* [INPUT DATA]:
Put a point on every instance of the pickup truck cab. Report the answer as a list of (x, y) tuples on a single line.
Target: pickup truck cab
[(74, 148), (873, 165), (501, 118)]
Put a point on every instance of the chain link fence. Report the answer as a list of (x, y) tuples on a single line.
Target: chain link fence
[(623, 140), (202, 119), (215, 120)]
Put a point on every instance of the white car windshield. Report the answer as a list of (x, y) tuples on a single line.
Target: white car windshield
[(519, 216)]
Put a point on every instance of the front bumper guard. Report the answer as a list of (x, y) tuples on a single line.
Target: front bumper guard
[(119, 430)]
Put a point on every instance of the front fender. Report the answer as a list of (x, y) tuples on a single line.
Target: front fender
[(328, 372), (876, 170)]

* [EXERCISE TASK]:
Render the entries above as a two-column CSV with the header instruction,response and one row per entry. Put each entry's text in the instruction column and its answer in the response column, each in a single quoted field with line breaks replaced by spaces.

* [RESPONSE TO THIS TASK]:
instruction,response
"Put a point on every instance of the pickup truck cab. Report the answer as a list of (x, y) tuples on a single line. Target: pickup truck cab","[(74, 148), (873, 165), (501, 118)]"
"Put a point on every instance of the chain link fence. Report the answer as a list of (x, y) tuples on a single line. Target: chain link fence","[(623, 140), (202, 119), (215, 120)]"
"Put a point on every instance of the white car windshield. Report the answer as a list of (x, y) tuples on a single line. Target: white car windshield","[(519, 216)]"
"Put a point on every instance of the front bumper guard. Report the answer as a list of (x, y) tuples on a single line. Target: front bumper guard","[(119, 430)]"
"Put a point on every instance of the front fender. Report the answer as a list of (x, y) tuples on a single line. Target: front fender","[(328, 372), (876, 170)]"